» **Arbeitsaufträge**
1. Schreiben Sie aus dem Lesetext über den Sommertag und die zehn Fakten den Abschnitt ab, der bei den Worten „Eines Tages mache“ einsetzt, und enden Sie nach „es richtig schockt.“.
2. Setzen Sie den Lesetext über den Sommertag und die zehn Fakten im selben Ton fort, beginnend nach seinem letzten Satz.

═════ Lesetext ═════

Sommertag.

Im Sommer, wenn Männer ohne Hemd und Hemmungen
Rasen mähen, Fahrrad fahren und oder andere Menschen
ungefragt anlabern, denke ich manchmal:
Eines Tages.
Eines Tages mache ich das auch.
Blankziehen.
Für eine echte Revanche sehe ich aber leider immer noch zu gut aus,
muss ein paar weitere Sommer abwarten. Vielleicht zwanzig.
Bis es richtig schockt.

9. Juni

10 Fakten über mich
(Das war oder ist mal so ein Ding gewesen, bei Instagram- Ich habe daraufhin so eine kleine Liste aufm Handy angelegt-erst hat es Mo na te gedauert, bis mir überhaupt wenigstens drei Sachen einfielen, aber vor ein paar Tagen ging es fix- Prokrastinationsmodus sei dank.
Treue Leser kennen natürlich schon das ein oder andere. Mir selber war aber sogar einiges neu…)

1


Knoblauch mag ich nicht.
Auch wenn er gesund ist.
Und gut riecht.
Es gesellschaftlich schwierig ist, dazu zu stehen:
Mag. Ihn. Einfach. Nicht.

2


Alles mit Pistazie: Ja! Ja! Ja!

3


Ich parke ohne mit der Wimper zu zucken auf Mutter-Kind-Parkplätzen.
Dieses Privileg steht mir zu, sage ich mir dann.

═════ Rohdaten ═════

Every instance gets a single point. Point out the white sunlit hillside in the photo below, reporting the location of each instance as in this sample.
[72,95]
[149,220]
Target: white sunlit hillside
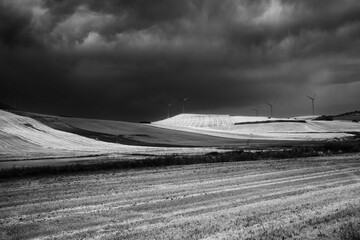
[243,127]
[24,138]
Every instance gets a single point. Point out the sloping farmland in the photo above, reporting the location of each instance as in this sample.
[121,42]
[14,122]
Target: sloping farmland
[260,128]
[23,138]
[304,198]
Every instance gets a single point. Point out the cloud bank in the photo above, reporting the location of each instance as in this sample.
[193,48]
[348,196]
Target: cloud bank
[123,59]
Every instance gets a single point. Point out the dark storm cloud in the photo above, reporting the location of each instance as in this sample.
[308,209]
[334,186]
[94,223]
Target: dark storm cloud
[123,59]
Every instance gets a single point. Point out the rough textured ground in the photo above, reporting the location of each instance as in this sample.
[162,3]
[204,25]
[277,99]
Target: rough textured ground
[307,198]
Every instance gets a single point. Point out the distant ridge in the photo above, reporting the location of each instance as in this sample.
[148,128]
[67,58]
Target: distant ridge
[350,116]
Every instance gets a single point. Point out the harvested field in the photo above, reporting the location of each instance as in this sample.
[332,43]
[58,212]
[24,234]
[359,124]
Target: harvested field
[305,198]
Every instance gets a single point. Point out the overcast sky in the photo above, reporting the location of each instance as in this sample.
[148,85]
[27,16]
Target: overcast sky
[122,59]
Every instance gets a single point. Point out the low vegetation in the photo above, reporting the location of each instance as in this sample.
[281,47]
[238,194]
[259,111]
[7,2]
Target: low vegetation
[305,150]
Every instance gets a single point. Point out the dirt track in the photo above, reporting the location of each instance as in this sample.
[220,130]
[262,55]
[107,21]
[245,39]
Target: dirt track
[307,198]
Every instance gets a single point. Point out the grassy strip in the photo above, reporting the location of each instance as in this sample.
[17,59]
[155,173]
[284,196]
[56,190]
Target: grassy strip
[327,148]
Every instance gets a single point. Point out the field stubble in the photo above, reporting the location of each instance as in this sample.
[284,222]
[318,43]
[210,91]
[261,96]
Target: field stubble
[303,198]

═════

» **Die Lösungen**
1.
Eines Tages mache ich das auch.
Blankziehen.
Für eine echte Revanche sehe ich aber leider immer noch zu gut aus,
muss ein paar weitere Sommer abwarten. Vielleicht zwanzig.
Bis es richtig schockt.

2.
Eben mit totem Kind, denn das ist ja immer dabei.

4


Als Kind hatte  ich eine Zeit lang einmal in der Woche Zahnarzt, so wie andere Kinder Flötenunterricht. Einzig die Aussicht, dass ich ihn eines Tages fragen würde, ob ich den Cockerspaniel des Doktors mal streicheln dürfe,
(vielleicht könnte der sogar auf meinen Schoß, während gebohrt werden würde…?) ließ mich diese Termine ertragen.
Ja, irgendwann tat ich es! Fragen. Ich war mit elf doch ziemlich unerschrocken.
Aber: Nein, das ginge nicht, war die Antwort, weil der würde Kinder ganz doll hassen und beißen. Ich bekam ersatzweise eine Führung durch den achsotollen Garten, hinter dieser riesigen Wohn-Praxis-Villa, in Lichterfelde.
Der Hund war weggesperrt, bellte die ganze Zeit und der Goldfischteich und die Vogelvolieren interessierten mich null. Naja. Zähne waren irgendwann alle versorgt und ich wieder frei.

5


Apropos Flöte. Ich konnte nie selber gut spielen,
aber von jemandem, der gut spielt, perfekt abguck-spielen.
Den Bruchteil der Sekunde, die ich verzögert einsetzte,
merkte man nicht, denn ich hörte passgenau verkürzt wieder auf.
So habe ich jahrelang im Flötenorchester gespielt, ohne je üben zu müssen.

6


Wenn ich Badeanzüge sehe, muss ich immer daran denken, was die wohl für Abdrücke machen. Kann nicht verstehen, wie jemand mit von Sonne erzeugten Mustern auf dem Rücken leben kann.

7


Außerdem muss Wäsche im Farbverlauf an der Leine hängen.
Aber das wissen die meisten.

8


Zahlen gehen in mein Gehirn spurlos rein und wieder raus.

9


Dafür kann ich alle Hunderassen auswendig und absurderweise von den KlassenkameradInnen, an die ich mich erinnere, grundsätzlich auch die Nachnamen.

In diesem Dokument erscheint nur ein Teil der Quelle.